▶ Supplied passage
# HS 828S Hydrostatic Fluid Change.....big mistake



## gozonablat

I decided to change the hydrostatic drive fluid because it's been a long time over ten years and it was pretty black looking. I should have come here first and read everything. I didn't...... so now I've drained it and now I'm trying to refill. Not having any luck. I read where I may need to remove the transmission and go through the Honda service manual method of bleeding out the air. Has anybody out there manage to do this without removing the transmission. If so.....help me out here.


----------



## Big Ed

gozonablat said:


> I decided to change the hydrostatic drive fluid because it's been a long time over ten years and it was pretty black looking. I should have come here first and read everything. I didn't...... so now I've drained it and now I'm trying to refill. Not having any luck. I read where I may need to remove the transmission and go through the Honda service manual method of bleeding out the air. Has anybody out there manage to do this without removing the transmission. If so.....help me out here.


Since no one answered I will add this.
I looked for pictures and could not find any, I never had this unit. 
I did find someone saying that he used a outboard engine lower end pump. I can't re-find what he said now. 

Is there 2 holes one for the fill and one for the drain on it? 
And how did you get the old stuff out? Through the fill tube? Or a plug?

▶ Work instructions
Answer these about the forum thread on the hydrostatic fluid change:
(a) How long had it been since the fluid was changed?
(b) Whose service manual method for bleeding out the air is mentioned?
(c) What kind of pump did someone say he used?

▶ Supplied information
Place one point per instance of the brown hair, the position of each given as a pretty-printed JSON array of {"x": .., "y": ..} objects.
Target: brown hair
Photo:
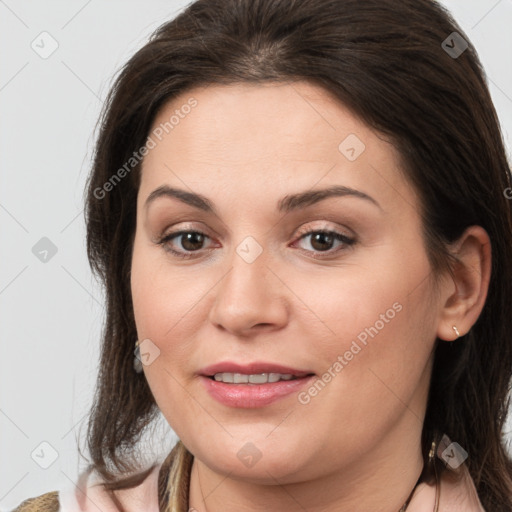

▶ Completed exercise
(a) Over ten years.
(b) Honda's.
(c) An outboard engine lower end pump.